Exercise: Set down, word for word, only the lines from the start of the records through the line bearing "TARGET = getty images watermark"; include no pictures.

Natural language region descriptions
>>>

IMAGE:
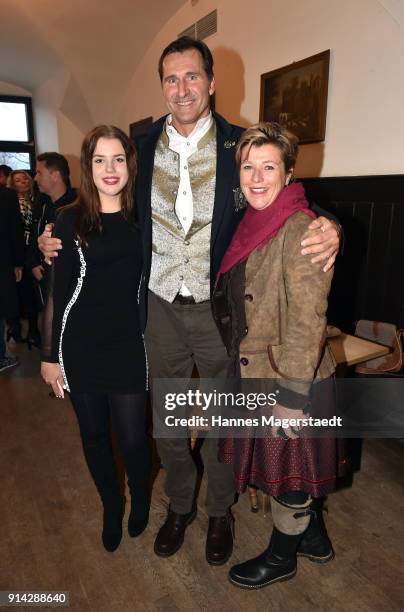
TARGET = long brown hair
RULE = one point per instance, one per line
(88, 205)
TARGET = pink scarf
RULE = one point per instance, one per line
(258, 227)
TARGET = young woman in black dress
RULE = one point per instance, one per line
(92, 341)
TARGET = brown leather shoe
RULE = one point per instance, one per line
(171, 535)
(219, 543)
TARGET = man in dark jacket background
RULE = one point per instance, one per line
(11, 263)
(53, 180)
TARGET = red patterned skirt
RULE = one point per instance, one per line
(277, 466)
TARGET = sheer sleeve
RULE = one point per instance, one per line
(59, 278)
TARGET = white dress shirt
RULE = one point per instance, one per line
(185, 146)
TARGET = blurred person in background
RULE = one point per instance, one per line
(5, 171)
(53, 180)
(11, 262)
(21, 182)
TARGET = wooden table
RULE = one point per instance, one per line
(351, 350)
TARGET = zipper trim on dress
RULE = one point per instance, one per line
(68, 308)
(144, 344)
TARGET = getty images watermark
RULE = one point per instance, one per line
(223, 412)
(343, 408)
(250, 401)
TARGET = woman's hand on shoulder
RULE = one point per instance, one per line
(52, 375)
(322, 240)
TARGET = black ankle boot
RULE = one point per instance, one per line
(276, 564)
(112, 524)
(315, 543)
(139, 512)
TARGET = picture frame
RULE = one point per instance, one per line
(296, 97)
(139, 128)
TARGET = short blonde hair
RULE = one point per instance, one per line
(10, 179)
(270, 133)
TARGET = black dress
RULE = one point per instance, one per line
(91, 321)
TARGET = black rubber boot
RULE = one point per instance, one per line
(276, 564)
(100, 462)
(315, 543)
(112, 523)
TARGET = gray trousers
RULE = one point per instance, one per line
(177, 338)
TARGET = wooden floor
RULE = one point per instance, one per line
(50, 528)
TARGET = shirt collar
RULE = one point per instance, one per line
(201, 128)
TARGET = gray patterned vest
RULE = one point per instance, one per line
(177, 256)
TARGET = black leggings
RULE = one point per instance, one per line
(127, 413)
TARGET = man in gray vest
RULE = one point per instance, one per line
(185, 202)
(184, 194)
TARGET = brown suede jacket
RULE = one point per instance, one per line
(285, 307)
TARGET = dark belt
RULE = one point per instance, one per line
(186, 300)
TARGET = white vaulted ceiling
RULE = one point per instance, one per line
(92, 47)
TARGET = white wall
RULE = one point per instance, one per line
(365, 130)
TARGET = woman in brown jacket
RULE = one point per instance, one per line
(273, 324)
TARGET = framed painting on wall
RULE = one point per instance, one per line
(139, 128)
(296, 97)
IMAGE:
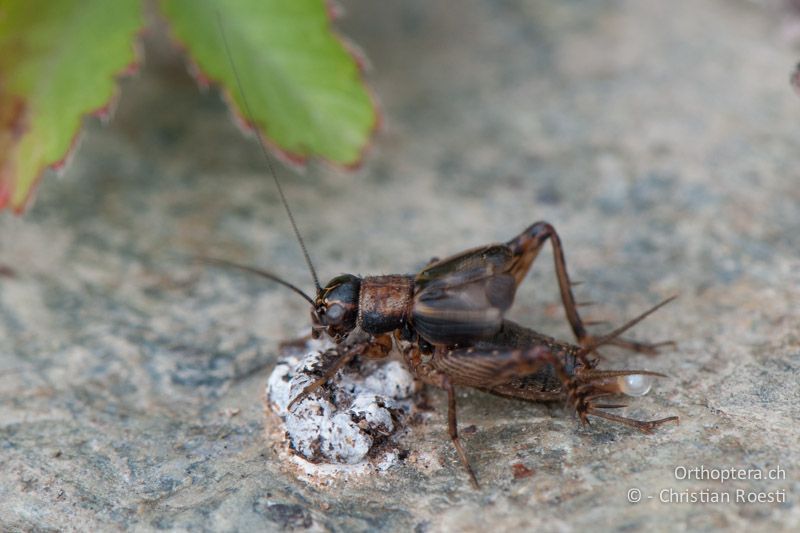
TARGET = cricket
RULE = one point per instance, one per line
(448, 323)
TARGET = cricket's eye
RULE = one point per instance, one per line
(334, 314)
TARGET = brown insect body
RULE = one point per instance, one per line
(449, 320)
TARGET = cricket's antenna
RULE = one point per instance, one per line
(261, 143)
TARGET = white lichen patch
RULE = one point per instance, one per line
(351, 420)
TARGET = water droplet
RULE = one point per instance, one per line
(635, 384)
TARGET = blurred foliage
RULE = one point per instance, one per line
(59, 60)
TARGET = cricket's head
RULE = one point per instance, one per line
(336, 307)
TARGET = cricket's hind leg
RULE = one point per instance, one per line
(600, 384)
(494, 369)
(526, 246)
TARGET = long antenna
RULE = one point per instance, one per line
(262, 144)
(258, 272)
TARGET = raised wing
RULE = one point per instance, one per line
(464, 297)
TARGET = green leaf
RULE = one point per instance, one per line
(304, 88)
(58, 59)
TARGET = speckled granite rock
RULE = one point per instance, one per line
(660, 138)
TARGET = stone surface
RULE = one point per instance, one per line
(660, 138)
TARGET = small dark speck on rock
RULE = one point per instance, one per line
(422, 527)
(521, 471)
(285, 515)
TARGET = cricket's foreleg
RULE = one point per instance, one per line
(452, 427)
(334, 359)
(526, 246)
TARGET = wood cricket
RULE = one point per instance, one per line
(448, 321)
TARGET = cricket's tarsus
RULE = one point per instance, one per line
(449, 322)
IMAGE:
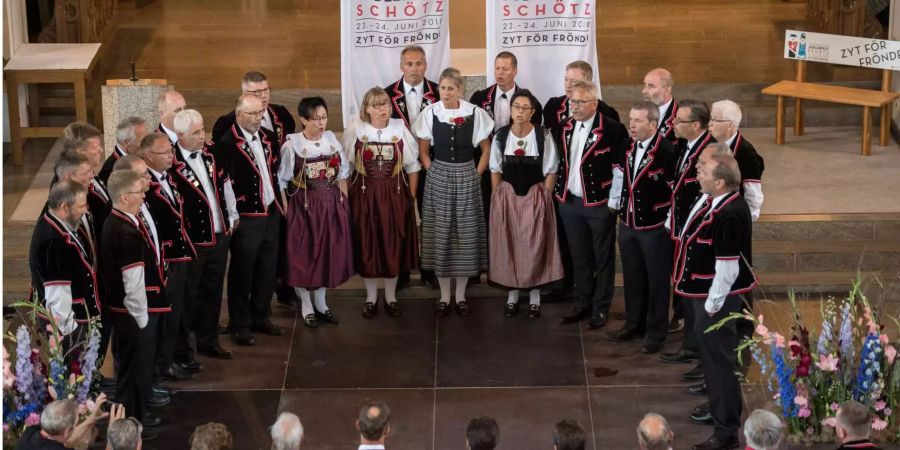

<<<

Response for this exercise:
IMAGE:
TARGET = long brown hair
RULE = one point per instance, one per line
(88, 205)
TARGET = pink scarf
RULE = one point per instance, one per line
(258, 227)
TARGET = young woman in black dress
RULE = one point per instance, one per line
(92, 341)
TARGET = brown leather shoe
RULE = one point per instance, one per line
(171, 535)
(219, 543)
TARGET = man in dark jacket background
RULE = one point per instance, one per line
(11, 263)
(53, 180)
TARGET = red patterned skirt
RULE = one point per instance, one per line
(277, 466)
TARGET = sheer sleeve
RULE = one point per instance, one per line
(59, 278)
TARGET = white dress shirt
RULE = one point per instance, one per line
(185, 146)
TARGET = blurred person in background
RULE = one point per instance, one per line
(5, 171)
(53, 180)
(11, 262)
(21, 182)
TARGET = wooden table
RULE = one point per instance, one per line
(351, 350)
TARGET = zipper trim on dress
RULE = one point per instance, one per line
(68, 308)
(144, 344)
TARGET = getty images watermark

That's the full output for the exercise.